> What is being asked
Copy every one of the entries below word for word, line by line, with no changes.

Part of a data file:
━━━━━━━━━━━━━━━━━━━━
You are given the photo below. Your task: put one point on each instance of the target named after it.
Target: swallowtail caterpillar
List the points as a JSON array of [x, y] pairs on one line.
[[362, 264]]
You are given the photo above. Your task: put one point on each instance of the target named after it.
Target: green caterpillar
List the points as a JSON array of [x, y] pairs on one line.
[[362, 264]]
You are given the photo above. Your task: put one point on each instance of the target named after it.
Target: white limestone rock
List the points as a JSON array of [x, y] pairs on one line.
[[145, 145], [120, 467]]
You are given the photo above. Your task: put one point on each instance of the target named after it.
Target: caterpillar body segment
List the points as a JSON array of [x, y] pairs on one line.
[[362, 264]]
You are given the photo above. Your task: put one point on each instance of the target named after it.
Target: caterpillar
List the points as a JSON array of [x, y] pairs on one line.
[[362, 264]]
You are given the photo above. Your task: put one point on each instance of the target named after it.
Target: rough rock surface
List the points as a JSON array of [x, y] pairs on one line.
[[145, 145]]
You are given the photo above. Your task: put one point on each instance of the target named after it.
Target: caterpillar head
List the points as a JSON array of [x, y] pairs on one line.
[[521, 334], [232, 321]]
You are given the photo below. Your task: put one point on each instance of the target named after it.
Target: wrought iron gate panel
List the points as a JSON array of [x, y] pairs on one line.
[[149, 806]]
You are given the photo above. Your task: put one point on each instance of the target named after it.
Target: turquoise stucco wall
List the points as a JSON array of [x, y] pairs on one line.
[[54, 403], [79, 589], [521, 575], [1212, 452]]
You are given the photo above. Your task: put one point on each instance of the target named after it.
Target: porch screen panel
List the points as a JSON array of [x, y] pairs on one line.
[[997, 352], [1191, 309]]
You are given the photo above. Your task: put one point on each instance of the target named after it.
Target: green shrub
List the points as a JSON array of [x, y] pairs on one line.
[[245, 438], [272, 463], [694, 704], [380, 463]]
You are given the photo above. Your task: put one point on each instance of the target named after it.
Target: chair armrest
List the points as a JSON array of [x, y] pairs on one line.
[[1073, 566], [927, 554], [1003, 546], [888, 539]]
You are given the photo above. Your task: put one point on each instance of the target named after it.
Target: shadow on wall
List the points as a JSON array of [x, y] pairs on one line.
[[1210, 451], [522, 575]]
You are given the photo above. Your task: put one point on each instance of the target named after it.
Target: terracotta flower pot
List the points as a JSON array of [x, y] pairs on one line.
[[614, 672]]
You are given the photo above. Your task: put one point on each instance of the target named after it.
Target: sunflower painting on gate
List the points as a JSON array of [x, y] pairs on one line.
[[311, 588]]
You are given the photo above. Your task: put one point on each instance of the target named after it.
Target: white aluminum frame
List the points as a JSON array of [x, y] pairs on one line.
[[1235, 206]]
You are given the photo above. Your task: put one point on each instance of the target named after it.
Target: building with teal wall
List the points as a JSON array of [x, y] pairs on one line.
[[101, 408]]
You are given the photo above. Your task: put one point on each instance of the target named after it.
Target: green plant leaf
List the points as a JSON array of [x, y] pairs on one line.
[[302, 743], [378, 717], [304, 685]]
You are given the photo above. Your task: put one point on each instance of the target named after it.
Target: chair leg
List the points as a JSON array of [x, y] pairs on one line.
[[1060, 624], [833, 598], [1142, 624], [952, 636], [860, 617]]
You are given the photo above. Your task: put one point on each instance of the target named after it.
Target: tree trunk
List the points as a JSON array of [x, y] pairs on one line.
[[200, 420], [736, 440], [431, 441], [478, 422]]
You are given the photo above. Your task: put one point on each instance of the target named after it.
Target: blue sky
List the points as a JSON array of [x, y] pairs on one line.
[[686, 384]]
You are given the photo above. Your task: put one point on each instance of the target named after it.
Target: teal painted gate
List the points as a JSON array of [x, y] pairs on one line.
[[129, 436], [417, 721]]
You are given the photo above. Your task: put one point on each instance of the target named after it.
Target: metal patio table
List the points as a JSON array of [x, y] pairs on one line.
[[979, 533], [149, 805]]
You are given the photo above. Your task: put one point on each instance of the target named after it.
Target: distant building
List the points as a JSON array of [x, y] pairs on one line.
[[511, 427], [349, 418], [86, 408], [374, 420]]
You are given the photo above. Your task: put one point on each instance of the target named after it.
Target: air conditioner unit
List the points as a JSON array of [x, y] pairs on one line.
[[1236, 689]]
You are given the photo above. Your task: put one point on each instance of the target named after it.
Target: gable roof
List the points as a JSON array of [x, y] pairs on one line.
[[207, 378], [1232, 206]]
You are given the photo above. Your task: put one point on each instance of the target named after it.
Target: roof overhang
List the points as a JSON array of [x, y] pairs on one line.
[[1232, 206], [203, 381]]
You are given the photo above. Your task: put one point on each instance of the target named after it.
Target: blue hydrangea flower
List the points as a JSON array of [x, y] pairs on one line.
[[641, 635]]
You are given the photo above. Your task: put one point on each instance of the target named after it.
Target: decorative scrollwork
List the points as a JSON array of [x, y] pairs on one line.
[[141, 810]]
━━━━━━━━━━━━━━━━━━━━
> Expected answer
You are given the photo below. Your task: put one point on each instance of the target named after it.
Target: swallowtail caterpillar
List the points as a JSON array of [x, y] pairs on one line.
[[362, 264]]
You are given the photo above. Your task: put one point on each instance of the target named after it.
Target: green caterpillar
List the points as a JSON array of [x, y] pairs on one line.
[[362, 264]]
You are given the photo above. Your task: put one point on each instance of the target named after it.
Target: white limestone rock
List the points as a JSON array of [x, y] pairs on one line.
[[145, 145], [120, 467]]
You are given the photo above. Your task: put one point on each instance of the target named after it.
Target: caterpillar body segment
List the points as a JSON array of [x, y] pairs on one line.
[[362, 264]]
You are given the photo above. Your task: put one point on each instance of the target named after it.
Target: caterpillar
List the points as a JSON array of [x, y] pairs on one line.
[[362, 264]]
You are given the photo above. Your task: put one point on each instance of the target named after it.
Target: rough rock surface
List the points as a JSON array of [x, y] pairs on one line.
[[145, 145]]
You are given the photo above. Your task: put one point on each instance of the target named after it.
Target: caterpillar head
List the points as a JSON array of [x, y] pairs on one line.
[[521, 334], [232, 321]]
You are given the photo below. Your task: put one point on each instance of the target named after it.
Target: wrought iron gate panel
List the points as a JSON array of [x, y] pairs on one line.
[[149, 806]]
You are given the photo above. Your task: put one point on each instance of the target named after it.
Target: turquoise stucco wall
List the points as a JSON array of [x, y] pairs on one line.
[[54, 403], [79, 589], [521, 575], [1212, 452]]
You are given the photo above. Your task: put one point on each instance of the target named after it.
Target: porch screen panel
List the points as a JSON array of [x, y] pairs on one line.
[[997, 352], [1191, 309]]
You are given the photo above. Your task: put one point on each instance of the target named after it.
Target: green shrub
List the points as a JSON array of [x, y] pairs on one line.
[[245, 438], [272, 463], [694, 704], [380, 463]]
You are given the photo above. Your task: put one point on each instance of the target named after it.
Target: chair armrest
List the points as a JSON array of [x, y] pairs on one line.
[[1073, 566], [927, 554], [1003, 546], [888, 539]]
You are given the photo above. Your task: put one point on each instance of the target named after it.
Target: shadow on wall
List the points as a JSON array of [x, y] pairs on one line.
[[1210, 451], [522, 575]]
You are given the photo above. Your task: put one point on each instance of the target named after it.
Target: terracotta flower pot
List the points as a JSON array of [x, y] pairs on one line.
[[614, 672]]
You are given the photo above. Your task: put one point on each instance of the target named after it.
Target: sunflower painting on gate
List the points as a JSON array of [x, y] pairs on one line.
[[311, 588]]
You are given the photo above. Your task: put one point on each instance of the target named after it.
Target: white aluminum frame
List the points as a JSON array of [x, y] pairs on one line.
[[1235, 206]]
You are given the photo above. Your task: put one point on each instance of the target named after it.
Target: building with teal wall
List the points as a JSON array of [x, y] pairs on one line.
[[101, 408]]
You are given the photo above. Your task: put one point on each instance of the target named after it.
Target: green plant leaf
List the points as a JSON array of [x, y] pairs on one line.
[[302, 743], [378, 717], [304, 685]]
You are given the photo above. Your task: put one point on each instance of the target named after it.
Target: chair leg
List the points as a JSON array of [x, y] pairs on one line.
[[1060, 624], [833, 598], [1142, 624], [952, 636], [860, 617]]
You are given the photo above. Your task: put one point on each instance of the target named after it.
Target: tree trunk
List the points as a JSON array of [x, y] pairs on one line.
[[200, 420], [736, 440], [431, 441], [478, 422]]
You are given the photo above. Your task: put one point on each instance of the target named after it.
Target: blue sky
List the points as a JSON array of [x, y] pairs on one line.
[[686, 384]]
You are given the photo above. Your task: put one point on each instance of the target named after it.
Target: teal painted gate
List the points as a JSON array of [x, y] pairs on one line.
[[129, 436], [417, 721]]
You are given the photo above. Your task: put one point on each instance of the target named after it.
Target: metal patio table
List the points as a JSON array of [x, y] pairs on one line.
[[979, 533], [149, 805]]
You are given the photo above. Your task: put one point on each instance of the target named after it.
Target: distant building
List the points as a JSON array of [x, y] pairs on one line.
[[511, 427], [349, 418], [86, 408], [374, 420]]
You are given the photo above. Your task: put one point on each instance of the target named after it.
Target: air conditioner unit
List the points as a JSON array of [x, y] pairs on one line.
[[1236, 689]]
You are given the photo above. Your task: put one point on each instance of the target named after it.
Target: gable roof
List the points as a JSON array of [x, y] pairs on one line.
[[207, 378], [1232, 206]]
You are given the photo above. Your task: put one point on each instance of the target named after it.
Target: roof overhang
List the points as a JSON array of [x, y] pairs on one line.
[[1232, 206], [203, 381]]
You are given the photo above. Your task: put one point on each instance of the target named after it.
Target: blue hydrangea flower
List the points as a JSON array of [x, y] pairs on one line.
[[641, 635]]
You are given the photo above. Your task: put one point on each instance of the target named after it.
Target: decorative scrollwork
List the points as a JSON array of [x, y] pairs on one line.
[[141, 810]]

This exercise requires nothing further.